* start *

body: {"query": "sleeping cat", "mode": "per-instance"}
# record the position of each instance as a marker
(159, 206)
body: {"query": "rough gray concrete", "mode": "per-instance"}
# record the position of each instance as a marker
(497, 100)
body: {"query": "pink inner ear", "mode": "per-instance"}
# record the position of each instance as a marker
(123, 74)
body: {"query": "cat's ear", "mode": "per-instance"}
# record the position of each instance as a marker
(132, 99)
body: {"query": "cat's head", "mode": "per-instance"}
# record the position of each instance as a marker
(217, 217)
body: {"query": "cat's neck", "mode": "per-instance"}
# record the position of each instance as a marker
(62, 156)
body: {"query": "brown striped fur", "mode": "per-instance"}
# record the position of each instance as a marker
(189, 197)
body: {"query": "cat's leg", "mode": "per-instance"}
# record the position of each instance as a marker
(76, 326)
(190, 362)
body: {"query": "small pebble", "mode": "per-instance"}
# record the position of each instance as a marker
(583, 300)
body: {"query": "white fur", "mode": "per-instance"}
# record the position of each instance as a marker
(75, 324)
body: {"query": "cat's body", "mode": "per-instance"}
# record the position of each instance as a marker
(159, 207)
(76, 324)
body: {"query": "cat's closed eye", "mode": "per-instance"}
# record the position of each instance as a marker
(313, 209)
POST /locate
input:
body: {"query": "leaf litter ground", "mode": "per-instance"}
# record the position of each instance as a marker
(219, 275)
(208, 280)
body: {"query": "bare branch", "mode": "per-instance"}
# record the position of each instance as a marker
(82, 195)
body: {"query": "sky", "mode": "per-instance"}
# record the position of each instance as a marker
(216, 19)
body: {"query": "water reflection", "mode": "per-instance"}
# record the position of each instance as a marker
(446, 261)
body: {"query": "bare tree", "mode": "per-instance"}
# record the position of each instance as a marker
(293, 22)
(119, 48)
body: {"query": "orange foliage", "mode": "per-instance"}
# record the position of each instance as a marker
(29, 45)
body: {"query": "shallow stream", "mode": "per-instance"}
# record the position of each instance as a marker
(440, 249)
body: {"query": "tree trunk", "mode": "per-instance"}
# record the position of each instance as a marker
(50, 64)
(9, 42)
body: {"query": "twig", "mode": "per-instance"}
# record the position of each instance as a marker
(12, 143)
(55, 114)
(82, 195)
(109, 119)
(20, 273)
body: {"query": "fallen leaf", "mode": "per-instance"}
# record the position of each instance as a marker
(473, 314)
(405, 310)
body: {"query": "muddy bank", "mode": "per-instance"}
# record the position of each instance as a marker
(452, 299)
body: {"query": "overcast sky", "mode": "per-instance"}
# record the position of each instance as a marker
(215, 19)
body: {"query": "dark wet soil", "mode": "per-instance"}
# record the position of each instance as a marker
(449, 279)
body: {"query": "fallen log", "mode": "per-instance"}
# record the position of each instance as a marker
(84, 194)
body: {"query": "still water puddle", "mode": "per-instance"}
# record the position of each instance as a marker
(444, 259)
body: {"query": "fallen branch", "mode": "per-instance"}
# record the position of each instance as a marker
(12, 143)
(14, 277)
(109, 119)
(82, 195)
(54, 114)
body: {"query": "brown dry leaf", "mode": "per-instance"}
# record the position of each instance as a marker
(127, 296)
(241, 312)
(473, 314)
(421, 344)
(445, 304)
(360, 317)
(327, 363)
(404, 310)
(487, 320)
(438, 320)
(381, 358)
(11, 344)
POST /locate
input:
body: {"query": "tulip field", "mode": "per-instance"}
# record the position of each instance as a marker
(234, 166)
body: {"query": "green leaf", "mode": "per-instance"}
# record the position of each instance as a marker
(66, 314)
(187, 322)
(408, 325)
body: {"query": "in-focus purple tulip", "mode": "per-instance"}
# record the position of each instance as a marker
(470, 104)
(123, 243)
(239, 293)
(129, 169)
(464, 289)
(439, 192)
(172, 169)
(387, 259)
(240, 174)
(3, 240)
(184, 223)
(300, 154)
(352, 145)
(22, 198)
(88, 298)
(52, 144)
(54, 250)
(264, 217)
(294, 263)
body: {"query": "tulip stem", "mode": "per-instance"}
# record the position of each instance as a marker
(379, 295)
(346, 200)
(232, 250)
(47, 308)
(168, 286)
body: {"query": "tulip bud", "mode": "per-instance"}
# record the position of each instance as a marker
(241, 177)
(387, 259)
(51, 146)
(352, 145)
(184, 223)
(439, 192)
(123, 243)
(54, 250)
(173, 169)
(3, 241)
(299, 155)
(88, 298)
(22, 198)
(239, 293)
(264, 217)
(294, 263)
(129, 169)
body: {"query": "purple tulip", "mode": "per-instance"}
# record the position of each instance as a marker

* end *

OBJECTIVE: Extract every line above that contains the word "tulip".

PROBLEM SOLUTION:
body: {"query": "tulip field", "mode": "per-instance"}
body: {"query": "in-focus purple tulip", "mode": "per-instance"}
body: {"query": "tulip stem", "mode": "per-instance"}
body: {"query": "tulip bud", "mode": "per-instance"}
body: {"query": "purple tulip", "mode": "per-instance"}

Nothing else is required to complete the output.